Franciscan Missionaries in Texas before 1690
The first Christian missionaries came to Texas by way of New Mexico.
This odd historical fact was the result of three influences: the goals of the earliest Spanish explorers, the geography of New Spain and the Spanish sense of responsibility for spreading the faith. That the religion was introduced from the west is odd because other development of Texas – social, economic and cultural – came from the east and south.
Spain's early goals in the Southwest were primarily materialistic, and the search for wealth resulted first in the Coronado expedition of 1540-42. Considering the context of the times, it was not far-fetched to believe that immense wealth was over the horizon. The Inca Empire of Peru had been conquered a mere seven years earlier. The Incas ruled the second grand system of civilization the Spanish had encountered in the New World. The first, the Aztecs, was conquered in 1519-22.
Then came bits of evidence of a possible third indigenous "empire" north of Texas. The reports included mention of people who lived in houses. The physical evidence included samples of fine woven cloth, as well as a few gemstones and metal objects. Of course, the Pueblo people of northern New Mexico, as it turned out, did not possess the kind of wealth Spanish explorers sought. But, there Spain was.
Abandonment of the area was not conceivable. This was because of Spain's sense of Christian mission that came out of their own peculiar history. It is beyond our purposes to go into that history in this article, except to say the Spanish were a crusading society, and they had acquired a keen sense of responsibility for all peoples to receive the Santa Fe (Holy Faith).
Unlike the English and French colonizers who wanted the Indians just to get out of the way, the Spanish were continuously wrestling with dual and conflicting impulses toward the Indians – greed and charity. The greed for new wealth was witnessed mostly in the soldiers and civilian explorers, who often exploited the Indians as labor. The protective missionaries, some say overly protective, bore evangelistic charity toward the native people, wishing to instruct them in the new faith but also to teach them crafts and agricultural techniques through the elaborate mission system.
With the pursuit of wealth a dashed hope, the Spanish religious mission became the primary catalyst for policy in the Southwest for the following two centuries.
The Franciscan order was given the job of teaching the Indians, and before 1690, when the Spanish turned their interest to East Texas, there was much activity in West Texas in spreading the Christian faith.
The geography, especially the layout of the river systems, was the third element that influenced where and when different tribes received the missionaries' message. New Spain's northern frontier by the 1570s had reached mining areas around Santa Bárbara at the headwaters of the Río Conchos (see map).

| RECORD LIST |

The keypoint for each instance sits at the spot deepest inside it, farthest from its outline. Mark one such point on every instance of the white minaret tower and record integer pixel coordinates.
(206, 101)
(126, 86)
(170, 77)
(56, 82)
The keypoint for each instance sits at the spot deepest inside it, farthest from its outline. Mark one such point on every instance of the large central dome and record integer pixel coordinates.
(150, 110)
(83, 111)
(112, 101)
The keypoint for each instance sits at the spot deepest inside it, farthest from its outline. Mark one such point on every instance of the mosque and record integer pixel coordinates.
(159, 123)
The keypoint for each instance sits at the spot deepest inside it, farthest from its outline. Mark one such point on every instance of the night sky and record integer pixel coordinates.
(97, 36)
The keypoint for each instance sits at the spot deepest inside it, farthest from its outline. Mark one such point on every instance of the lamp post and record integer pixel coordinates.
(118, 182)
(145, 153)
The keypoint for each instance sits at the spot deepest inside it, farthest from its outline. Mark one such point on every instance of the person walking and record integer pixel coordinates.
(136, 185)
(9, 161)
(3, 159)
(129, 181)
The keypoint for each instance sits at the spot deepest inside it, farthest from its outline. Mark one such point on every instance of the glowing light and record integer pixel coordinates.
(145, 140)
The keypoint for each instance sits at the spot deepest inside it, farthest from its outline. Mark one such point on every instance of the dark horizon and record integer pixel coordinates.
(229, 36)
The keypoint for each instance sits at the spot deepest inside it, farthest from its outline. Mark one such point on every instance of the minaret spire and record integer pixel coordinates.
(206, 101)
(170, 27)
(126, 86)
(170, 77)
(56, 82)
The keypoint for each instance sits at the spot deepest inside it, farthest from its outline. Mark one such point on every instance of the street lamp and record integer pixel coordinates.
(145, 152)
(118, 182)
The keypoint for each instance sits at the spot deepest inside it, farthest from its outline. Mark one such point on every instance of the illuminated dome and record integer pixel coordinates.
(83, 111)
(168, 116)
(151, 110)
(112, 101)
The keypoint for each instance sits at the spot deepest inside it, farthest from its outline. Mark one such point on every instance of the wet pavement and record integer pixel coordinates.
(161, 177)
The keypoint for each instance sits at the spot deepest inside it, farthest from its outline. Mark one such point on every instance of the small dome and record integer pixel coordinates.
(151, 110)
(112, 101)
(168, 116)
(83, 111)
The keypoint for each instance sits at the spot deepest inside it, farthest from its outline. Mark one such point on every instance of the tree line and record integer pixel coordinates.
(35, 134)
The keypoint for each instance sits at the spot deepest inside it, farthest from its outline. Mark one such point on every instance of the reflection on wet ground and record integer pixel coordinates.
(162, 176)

| WHAT THE TASK REQUIRES |
Pick up the article on Franciscan missionaries in Texas before 1690 at the point where it stops, and continue it.

| TASK RESULT |
From there, movement along the Conchos to its junction (La Junta) with the Rio Grande provided an avenue for travel northward. La Junta de los Ríos became an important stopover on most excursions. It had been a settled farming area since 1500 B.C. and in the late 1500s A.D. it was the home to several different Indian groups. Nancy Parrot Hickerson, in her study of the Jumano Indians in the region, says there were eight villages at La Junta on both sides of the Rio Grande, some of them with more than 2,000 people.
In 1598, Juan de Oñate led the entrada through El Paso del Norte that began the colonizing of New Mexico. The Spanish founded the first settlement and mission near present Española. In 1610, the capital of New Mexico was moved to Santa Fe. As the New Mexico base became established with the arrival of more Franciscans at the Isleta monastery (at least 53 between 1612-1629), there was a burst of missionary activity in all directions.
In 1629, the deepest missionary activity into West Texas occurred at the confluence of the Colorado (then called the San Clemente) and the Concho (then called the Nueces) rivers, most sources say. (Anthropologist Hickerson says it was at a Jumano base [ranchería] north of there, possibly at the headwaters of the Red River in Palo Duro Canyon.)
This mission came on the pleadings of the Jumanos who showed some familiarity with Christianity, all sources agree. Believers hold that the Indians encountered a mysterious "Woman in Blue" who spoke to them in their languages and told them to seek further religious instruction (see Lady in Blue). Skeptics say it was the weaker tribes' fear of the encroaching Apaches that spurred their interest in Spanish protection.
A second mission to the Plains Jumanos occurred in 1632. Sources disagree on whether Fray Juan de Salas participated or merely directed it, but all agree the second mission was to the Colorado-Concho area near present-day San Angelo.
In 1630, there was a brief attempt for a mission in the El Paso area to serve the primitive Mansos Indians. Around 1656 there was a second attempt there, and finally a successful and permanent mission in 1659.
In 1674-1675, there were brief forays from Monclova in Mexico. These occurred near Del Rio and Eagle Pass and were efforts to reach tribes who had crossed the Rio Grande from missions in Coahuila.
Santa Fe Uprising
On Aug. 10, 1680, the Pueblo Uprising began in New Mexico, and within weeks the 2,000 Spanish colonists were forced to flee to El Paso. After decades of enduring inept and sometimes malicious governors, the Indians established an alliance strong enough to successfully revolt. There had also been overzealous missionaries who prohibited Indian customs and ceremonies they deemed pagan and diabolical.
When the Spanish refugees arrived at El Paso del Norte, they camped in what were thought to be short-lived settlements.
Instead, it would be twelve years before they were to return to Santa Fe. In the meantime, the Spanish established a government-in-exile in San Lorenzo a short distance down river from the El Paso mission. And, for the Indian allies who had fled with them, settlements and missions were established that still exist today at Ysleta and Socorro.
In 1683, some of the missionaries from El Paso moved down river to establish other missions for La Junta. Also in that year, Juan Domínguez de Mendoza led an expedition that returned to the area near present San Angelo, first reached in 1629-32 by Salas.
In all, some 32 Franciscans worked to advance the Christian faith into West Texas before the emphasis switched to East Texas and later still to the area around San Antonio.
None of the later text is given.